━━ Document excerpt ━━

Parkway Life REIT - CGS-CIMB Research 2020-07-28: Strong Income Visibility


Parkway Life REIT - Strong Income Visibility

  • Parkway Life REIT's 2Q/1H20 DPU of 3.36/6.68 Scts were in line with expectations at 25.2%/ 50.1% of our FY20 forecasts.
  • Performance boosted by higher Singapore and Japan contributions.
  • Reiterate HOLD, with a higher DDM-based Target Price of S$3.43.

Parkway Life REIT's 2Q20 results highlights

  • Parkway Life REIT (SGX:C2PU) posted 4.9% and 5.3% y-o-y increase in 2Q20 gross revenue and net property income (NPI) to S$30.3m and S$28.2m respectively. The improvement was achieved largely through additional contributions from three assets in Japan bought in Dec 2019, appreciation of the ¥, and higher Singapore hospital income. However, distributable income to unitholders grew a smaller 2.5% y-o-y to S$20.3m as Parkway Life REIT retained an additional S$0.85m for Covid-19 related relief measures.
  • Parkway Life REIT's 2Q/1H20 DPU of 3.36/6.68 Scts were in line with our expectations at 25.2%/50.1% of our FY20 forecasts.

━━━
━━ The data ━━

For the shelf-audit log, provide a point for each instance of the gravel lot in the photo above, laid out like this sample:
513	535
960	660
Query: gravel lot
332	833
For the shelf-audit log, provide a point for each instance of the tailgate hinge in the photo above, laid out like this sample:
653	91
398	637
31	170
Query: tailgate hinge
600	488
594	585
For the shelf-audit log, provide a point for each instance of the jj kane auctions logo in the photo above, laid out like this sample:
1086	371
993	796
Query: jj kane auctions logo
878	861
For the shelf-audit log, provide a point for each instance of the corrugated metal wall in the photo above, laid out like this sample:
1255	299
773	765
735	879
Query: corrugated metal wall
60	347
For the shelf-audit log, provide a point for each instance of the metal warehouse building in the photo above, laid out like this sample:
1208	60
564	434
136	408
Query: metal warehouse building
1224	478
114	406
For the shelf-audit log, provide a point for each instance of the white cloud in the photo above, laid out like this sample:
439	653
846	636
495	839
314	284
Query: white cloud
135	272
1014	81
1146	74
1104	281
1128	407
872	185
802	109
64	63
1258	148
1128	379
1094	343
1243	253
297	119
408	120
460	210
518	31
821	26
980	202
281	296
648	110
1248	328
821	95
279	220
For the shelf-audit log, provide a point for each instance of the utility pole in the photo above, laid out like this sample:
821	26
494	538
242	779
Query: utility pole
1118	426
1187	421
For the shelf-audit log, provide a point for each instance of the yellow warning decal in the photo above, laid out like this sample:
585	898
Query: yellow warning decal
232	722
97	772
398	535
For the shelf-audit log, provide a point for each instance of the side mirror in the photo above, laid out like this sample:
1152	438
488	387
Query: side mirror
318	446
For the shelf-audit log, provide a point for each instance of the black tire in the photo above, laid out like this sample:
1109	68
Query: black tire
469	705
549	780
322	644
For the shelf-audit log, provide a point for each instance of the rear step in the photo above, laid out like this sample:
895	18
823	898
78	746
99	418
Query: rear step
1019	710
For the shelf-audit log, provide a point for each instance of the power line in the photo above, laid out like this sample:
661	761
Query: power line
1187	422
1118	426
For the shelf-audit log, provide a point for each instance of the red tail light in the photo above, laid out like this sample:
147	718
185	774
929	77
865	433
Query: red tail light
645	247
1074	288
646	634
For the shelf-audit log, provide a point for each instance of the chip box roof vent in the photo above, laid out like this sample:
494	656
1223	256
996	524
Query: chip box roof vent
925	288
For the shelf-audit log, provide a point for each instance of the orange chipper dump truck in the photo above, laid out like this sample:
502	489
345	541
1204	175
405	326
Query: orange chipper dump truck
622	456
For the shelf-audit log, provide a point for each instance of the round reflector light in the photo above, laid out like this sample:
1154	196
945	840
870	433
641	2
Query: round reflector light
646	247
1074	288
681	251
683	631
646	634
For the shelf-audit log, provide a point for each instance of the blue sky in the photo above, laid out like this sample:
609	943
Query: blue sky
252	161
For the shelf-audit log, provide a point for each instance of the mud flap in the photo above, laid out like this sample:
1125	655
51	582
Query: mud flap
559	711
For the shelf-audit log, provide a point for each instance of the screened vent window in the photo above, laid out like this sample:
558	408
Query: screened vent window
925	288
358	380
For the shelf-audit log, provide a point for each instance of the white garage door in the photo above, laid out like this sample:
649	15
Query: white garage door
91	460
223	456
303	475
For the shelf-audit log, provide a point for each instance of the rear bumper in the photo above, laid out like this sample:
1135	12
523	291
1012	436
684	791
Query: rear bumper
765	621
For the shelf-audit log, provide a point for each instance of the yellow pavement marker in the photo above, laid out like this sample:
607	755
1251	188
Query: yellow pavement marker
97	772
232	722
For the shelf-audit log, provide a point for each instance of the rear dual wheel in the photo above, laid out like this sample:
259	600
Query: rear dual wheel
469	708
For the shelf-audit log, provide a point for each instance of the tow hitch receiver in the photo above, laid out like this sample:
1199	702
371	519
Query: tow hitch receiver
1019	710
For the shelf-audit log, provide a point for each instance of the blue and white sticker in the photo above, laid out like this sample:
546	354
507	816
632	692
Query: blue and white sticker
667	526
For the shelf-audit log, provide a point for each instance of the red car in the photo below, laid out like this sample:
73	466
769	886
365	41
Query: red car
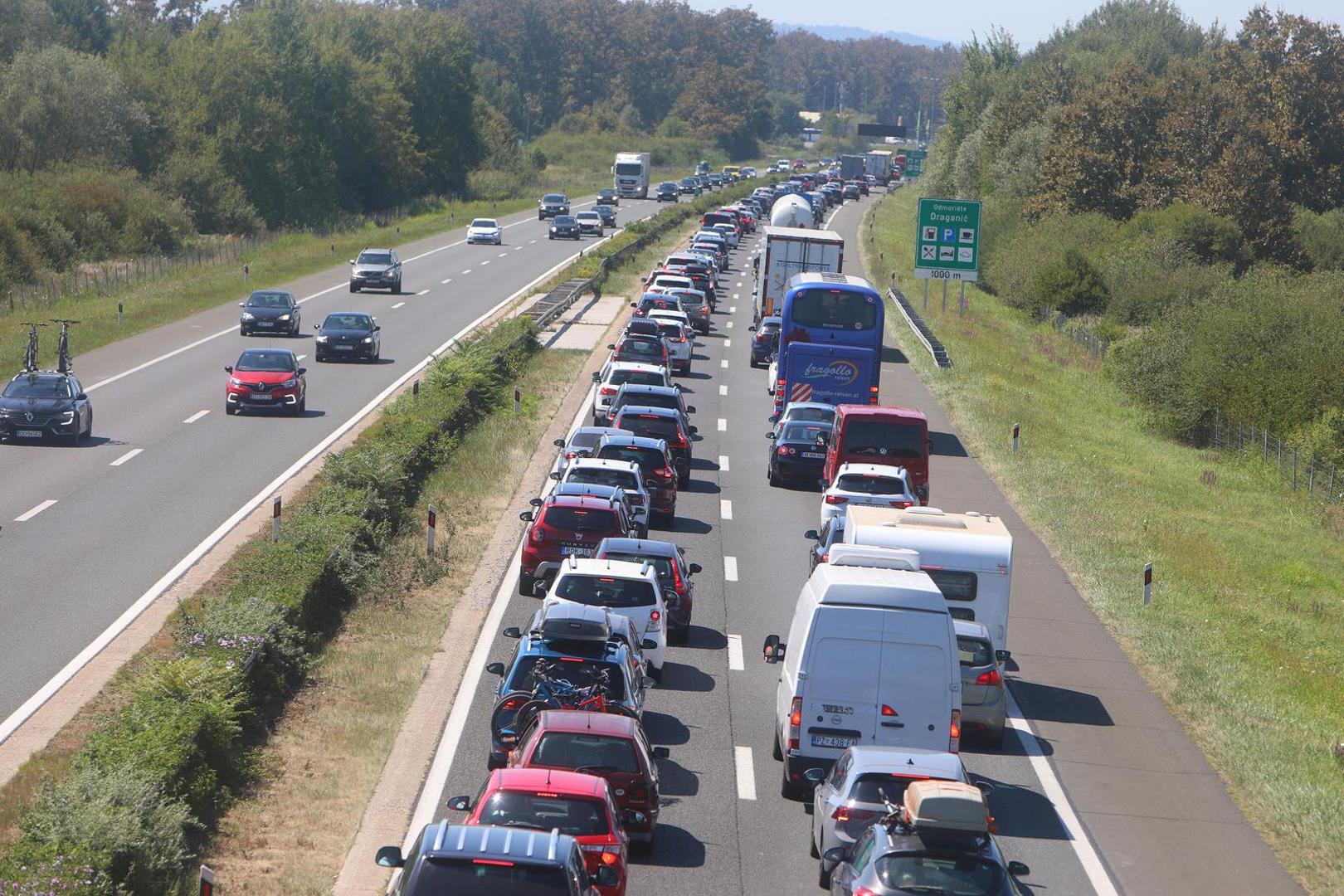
581	806
605	744
566	525
268	377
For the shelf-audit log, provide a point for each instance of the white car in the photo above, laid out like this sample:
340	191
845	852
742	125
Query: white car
485	230
869	485
616	373
624	589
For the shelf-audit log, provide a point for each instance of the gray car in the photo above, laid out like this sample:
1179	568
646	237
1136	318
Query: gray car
375	269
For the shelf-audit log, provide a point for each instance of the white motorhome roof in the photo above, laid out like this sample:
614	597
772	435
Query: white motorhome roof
955	540
871	587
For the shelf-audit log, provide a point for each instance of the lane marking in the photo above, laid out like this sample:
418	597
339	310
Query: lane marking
125	457
735	653
1054	791
34	512
746	772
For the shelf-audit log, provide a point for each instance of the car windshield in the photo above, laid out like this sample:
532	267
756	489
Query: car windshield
574	816
952	874
869	484
39	387
264	360
587	751
463	878
268	299
605	592
347	321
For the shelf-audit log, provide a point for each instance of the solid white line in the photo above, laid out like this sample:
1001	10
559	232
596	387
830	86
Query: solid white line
746	772
34	512
735	653
1054	791
125	457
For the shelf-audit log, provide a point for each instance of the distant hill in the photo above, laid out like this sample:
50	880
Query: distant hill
845	32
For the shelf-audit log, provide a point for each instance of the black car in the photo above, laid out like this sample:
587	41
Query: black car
797	451
565	227
45	403
552	206
348	334
269	310
375	269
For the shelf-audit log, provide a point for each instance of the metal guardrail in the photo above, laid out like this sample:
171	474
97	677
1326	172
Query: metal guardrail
921	329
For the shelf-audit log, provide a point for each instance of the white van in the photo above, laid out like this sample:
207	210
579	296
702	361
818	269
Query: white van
871	659
968	555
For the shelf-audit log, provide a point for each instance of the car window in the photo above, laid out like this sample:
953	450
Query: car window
587	751
605	592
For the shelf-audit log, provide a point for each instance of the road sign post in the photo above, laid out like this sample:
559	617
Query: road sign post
947	241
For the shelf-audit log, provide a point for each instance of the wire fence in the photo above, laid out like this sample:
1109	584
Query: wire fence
1319	480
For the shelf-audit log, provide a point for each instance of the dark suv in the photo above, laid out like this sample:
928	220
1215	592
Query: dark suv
481	860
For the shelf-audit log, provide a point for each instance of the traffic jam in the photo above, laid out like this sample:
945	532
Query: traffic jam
889	655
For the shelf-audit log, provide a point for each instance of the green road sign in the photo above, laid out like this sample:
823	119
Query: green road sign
947	240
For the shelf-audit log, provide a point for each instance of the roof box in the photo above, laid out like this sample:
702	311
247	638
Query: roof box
945	805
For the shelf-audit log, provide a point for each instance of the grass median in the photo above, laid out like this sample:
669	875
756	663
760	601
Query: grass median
1246	627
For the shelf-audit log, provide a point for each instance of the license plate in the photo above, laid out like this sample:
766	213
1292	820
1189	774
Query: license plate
838	743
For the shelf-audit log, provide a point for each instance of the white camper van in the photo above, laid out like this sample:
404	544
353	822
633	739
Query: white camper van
968	555
869	659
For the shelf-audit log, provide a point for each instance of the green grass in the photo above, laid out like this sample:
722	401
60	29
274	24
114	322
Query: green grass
1244	637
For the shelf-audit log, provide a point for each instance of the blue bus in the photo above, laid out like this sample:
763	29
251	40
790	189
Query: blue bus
835	310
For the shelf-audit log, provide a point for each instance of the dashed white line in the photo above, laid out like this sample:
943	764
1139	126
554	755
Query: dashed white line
34	512
746	772
125	457
735	653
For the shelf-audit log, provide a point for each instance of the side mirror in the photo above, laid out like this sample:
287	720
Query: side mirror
390	857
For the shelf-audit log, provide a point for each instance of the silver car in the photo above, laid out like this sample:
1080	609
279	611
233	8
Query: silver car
856	790
983	699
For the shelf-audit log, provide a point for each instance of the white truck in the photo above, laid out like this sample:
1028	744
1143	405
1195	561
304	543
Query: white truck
631	173
788	251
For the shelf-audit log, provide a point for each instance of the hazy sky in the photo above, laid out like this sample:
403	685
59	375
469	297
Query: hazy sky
1029	22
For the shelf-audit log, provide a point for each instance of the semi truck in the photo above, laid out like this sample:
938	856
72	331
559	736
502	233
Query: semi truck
631	173
788	251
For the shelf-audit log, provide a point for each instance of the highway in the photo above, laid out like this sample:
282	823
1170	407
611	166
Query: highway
1108	796
90	531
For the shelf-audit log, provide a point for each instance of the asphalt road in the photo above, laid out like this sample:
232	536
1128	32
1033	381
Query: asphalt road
113	531
1107	752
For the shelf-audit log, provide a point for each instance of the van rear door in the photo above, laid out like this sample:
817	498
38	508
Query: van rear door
916	694
840	692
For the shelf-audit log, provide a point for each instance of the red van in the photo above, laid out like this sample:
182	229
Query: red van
878	434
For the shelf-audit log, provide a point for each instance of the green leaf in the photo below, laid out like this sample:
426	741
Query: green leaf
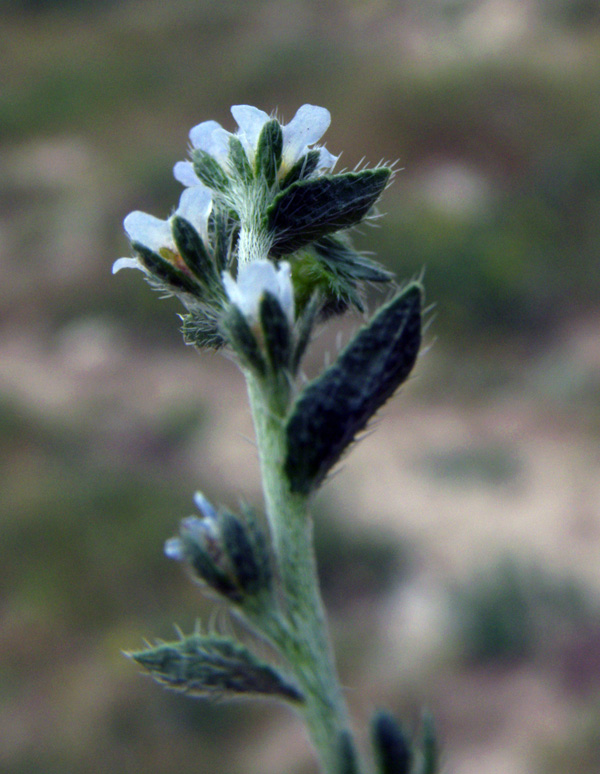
348	761
310	209
277	332
201	330
341	259
223	227
392	749
338	404
242	339
304	327
239	160
302	169
212	665
268	151
209	170
164	271
194	253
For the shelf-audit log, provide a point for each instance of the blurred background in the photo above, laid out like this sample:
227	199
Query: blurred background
460	541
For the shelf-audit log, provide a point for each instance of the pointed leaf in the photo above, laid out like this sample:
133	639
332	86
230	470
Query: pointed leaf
164	271
276	330
239	160
302	169
242	339
209	170
192	250
339	403
268	151
310	209
214	666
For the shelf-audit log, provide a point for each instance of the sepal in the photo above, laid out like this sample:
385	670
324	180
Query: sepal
194	253
276	331
201	329
338	404
214	666
310	209
302	169
209	171
227	554
348	760
268	151
165	272
239	160
241	337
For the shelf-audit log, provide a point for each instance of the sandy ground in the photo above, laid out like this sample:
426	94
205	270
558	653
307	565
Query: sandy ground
461	483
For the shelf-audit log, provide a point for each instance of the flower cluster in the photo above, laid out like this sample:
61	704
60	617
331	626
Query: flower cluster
262	213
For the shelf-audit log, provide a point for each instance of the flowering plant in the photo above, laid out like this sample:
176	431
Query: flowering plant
258	253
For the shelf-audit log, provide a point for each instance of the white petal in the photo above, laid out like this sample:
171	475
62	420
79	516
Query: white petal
174	549
127	263
326	159
183	172
251	121
253	280
148	230
205	507
210	136
285	289
306	127
195	205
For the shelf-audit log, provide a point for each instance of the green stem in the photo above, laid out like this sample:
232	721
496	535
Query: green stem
305	642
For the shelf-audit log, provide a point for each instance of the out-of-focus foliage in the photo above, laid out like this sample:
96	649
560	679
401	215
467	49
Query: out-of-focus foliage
509	613
492	111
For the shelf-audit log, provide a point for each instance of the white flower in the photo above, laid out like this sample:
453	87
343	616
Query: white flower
156	234
253	280
308	125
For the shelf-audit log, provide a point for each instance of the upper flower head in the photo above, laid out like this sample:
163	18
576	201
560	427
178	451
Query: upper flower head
303	131
157	234
253	280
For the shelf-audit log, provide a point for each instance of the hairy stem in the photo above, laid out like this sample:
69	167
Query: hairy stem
305	643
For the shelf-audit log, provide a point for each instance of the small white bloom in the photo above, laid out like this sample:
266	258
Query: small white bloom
305	129
156	234
253	280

━━━

Instructions:
1. According to the Parkway Life REIT research note, how much additional money did the REIT retain for Covid-19 relief measures in 2Q20?
2. Extend the Parkway Life REIT research note from its last line.

Results of the exercise:
1. An additional S$0.85m.

2.
Continued growth for Singapore hospitals

  • Singapore hospitals achieved a 1.7%/1.9% y-o-y increase in 2Q20 revenue/NPI to S$17.3m/S$16.5m. During the quarter, Parkway Life REIT provided Covid-19 related support and targeted assistance of S$0.3m to its tenants.
  • Parkway Life REIT announced its new minimum guaranteed rent agreement for 23 Aug 2020 to 22 Aug 2021. Under the latest terms, it is set to enjoy further rental increases with a minimum rent increase of 1.17% during this period. This provides the trust with strong income visibility.

Acquisitions boosted Japan contributions

  • Parkway Life REIT's Japan property arm reported a 11.4% y-o-y expansion in 2Q NPI to S$11.7m, thanks to additional rental contributions from three properties acquired in Dec 2019 and appreciation of the ¥ as well as a slight improvement in NPI margin to 90.6% (vs. 89.1% in 2Q19).

Robust capital management

  • Meanwhile, Parkway Life REIT continues to strengthen its balance sheet with no long-term debt refinancing needs till Jun 2021F. As at end-2Q20, its gearing stood at 38.3%, and interest cover at 15.8x. Effective all-in funding cost declined to 0.6% at end-2Q20, and 88% of its interest rates are hedged. It has debt headroom of S$250m, assuming a gearing limit of 45%, to tap potential inorganic growth opportunities.
  • According to management, the trust has also extended its ¥ net income hedge till 2Q25F.